━━ Data section
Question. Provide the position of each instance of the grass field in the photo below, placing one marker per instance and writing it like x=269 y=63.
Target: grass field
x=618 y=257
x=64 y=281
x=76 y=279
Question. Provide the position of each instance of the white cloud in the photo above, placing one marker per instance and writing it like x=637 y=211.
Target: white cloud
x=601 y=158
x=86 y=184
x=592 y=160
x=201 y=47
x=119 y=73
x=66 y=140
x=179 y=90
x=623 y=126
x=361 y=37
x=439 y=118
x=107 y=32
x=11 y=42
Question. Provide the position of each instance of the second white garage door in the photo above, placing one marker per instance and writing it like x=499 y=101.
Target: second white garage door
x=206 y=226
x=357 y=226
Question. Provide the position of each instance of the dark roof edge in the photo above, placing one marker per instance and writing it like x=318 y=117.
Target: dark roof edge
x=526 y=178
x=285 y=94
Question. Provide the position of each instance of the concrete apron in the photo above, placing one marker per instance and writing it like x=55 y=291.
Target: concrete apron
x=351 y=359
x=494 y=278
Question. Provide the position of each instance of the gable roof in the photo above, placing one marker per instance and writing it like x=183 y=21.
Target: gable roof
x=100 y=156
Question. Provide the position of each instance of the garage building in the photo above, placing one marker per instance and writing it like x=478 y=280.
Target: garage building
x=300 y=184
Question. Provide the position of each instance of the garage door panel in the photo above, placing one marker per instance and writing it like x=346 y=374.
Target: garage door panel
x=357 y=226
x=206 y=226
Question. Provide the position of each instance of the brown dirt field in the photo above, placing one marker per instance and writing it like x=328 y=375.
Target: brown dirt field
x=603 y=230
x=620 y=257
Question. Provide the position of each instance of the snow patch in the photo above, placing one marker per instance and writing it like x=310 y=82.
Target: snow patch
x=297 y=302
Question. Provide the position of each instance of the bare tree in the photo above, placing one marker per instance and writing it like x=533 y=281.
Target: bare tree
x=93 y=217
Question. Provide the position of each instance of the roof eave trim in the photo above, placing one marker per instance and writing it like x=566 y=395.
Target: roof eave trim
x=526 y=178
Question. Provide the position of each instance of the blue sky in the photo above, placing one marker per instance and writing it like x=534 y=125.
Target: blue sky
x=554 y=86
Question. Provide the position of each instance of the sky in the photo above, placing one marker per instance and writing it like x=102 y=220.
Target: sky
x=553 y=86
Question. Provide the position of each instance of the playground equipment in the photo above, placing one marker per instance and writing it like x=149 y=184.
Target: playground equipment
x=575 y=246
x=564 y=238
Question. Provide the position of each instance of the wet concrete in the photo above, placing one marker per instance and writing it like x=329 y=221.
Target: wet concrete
━━━━
Work item = All of the material above should be reproduced exactly.

Answer area =
Question. Provide the position of each instance of the grass field in the photo below, placing one marker per instance and writing it like x=269 y=63.
Target: grass field
x=618 y=257
x=64 y=281
x=76 y=279
Question. Provide the position of each instance of the white cloud in the photo above, placing one marker per instance and writing it like x=637 y=211.
Target: white cloud
x=601 y=158
x=86 y=184
x=592 y=160
x=201 y=47
x=119 y=73
x=66 y=140
x=179 y=90
x=623 y=126
x=361 y=37
x=439 y=118
x=107 y=32
x=11 y=42
Question. Provide the position of each instance of the second white garage door in the photo above, placing one marker per instance and writing it like x=499 y=101.
Target: second white garage door
x=206 y=226
x=357 y=226
Question. Provide the position of each instance of the dark roof edge in the photo above, placing one marker per instance and writing it like x=318 y=117.
Target: dark roof edge
x=526 y=178
x=285 y=94
Question. Provide the position of each instance of the concrete apron in the photo above, placing one marker per instance and writing it like x=55 y=291.
Target: concrete apron
x=351 y=359
x=494 y=278
Question. Provide the position of each instance of the gable roof in the photo above, placing one marker per instance and writing it like x=183 y=21.
Target: gable roof
x=100 y=156
Question. Provide the position of each instance of the garage building in the photo above, placing one marker per instance and writing it like x=478 y=280.
Target: garage building
x=300 y=184
Question. Provide the position of each instance of the garage door panel in the photo above, placing one marker per instance and writing it like x=346 y=374.
Target: garage door panel
x=357 y=226
x=206 y=226
Question. Provide the position of each instance of the brown dirt field in the photo above, placing one marker per instance and writing it like x=328 y=375.
Target: brown dirt field
x=603 y=230
x=620 y=257
Question. Provide the position of each instance of the snow patch in the photo above, placing one marker per instance and writing it like x=310 y=82.
Target: snow patch
x=297 y=302
Question. Provide the position of each instance of the bare tree in the photo above, placing one marker per instance and writing it like x=533 y=281.
Target: bare tree
x=93 y=217
Question. Provide the position of each instance of the roof eave trim in the photo above, placing one marker per instance and writing it like x=566 y=395.
Target: roof eave trim
x=526 y=178
Question. Provide the position of each instance of the blue sky in the photo above, placing one marker per instance and writing it like x=534 y=125.
Target: blue sky
x=554 y=86
Question. Provide the position of each instance of the sky in the photo above, placing one marker per instance and writing it like x=102 y=220.
Target: sky
x=553 y=86
Question. Provide the position of each instance of the playground equipment in the photo above, placing one marker per instance and writing it like x=149 y=184.
Target: playground equipment
x=575 y=246
x=564 y=238
Question. Provide the position of each instance of the wet concrete in the photo above, placing one marker per instance and writing it like x=329 y=221.
Target: wet concrete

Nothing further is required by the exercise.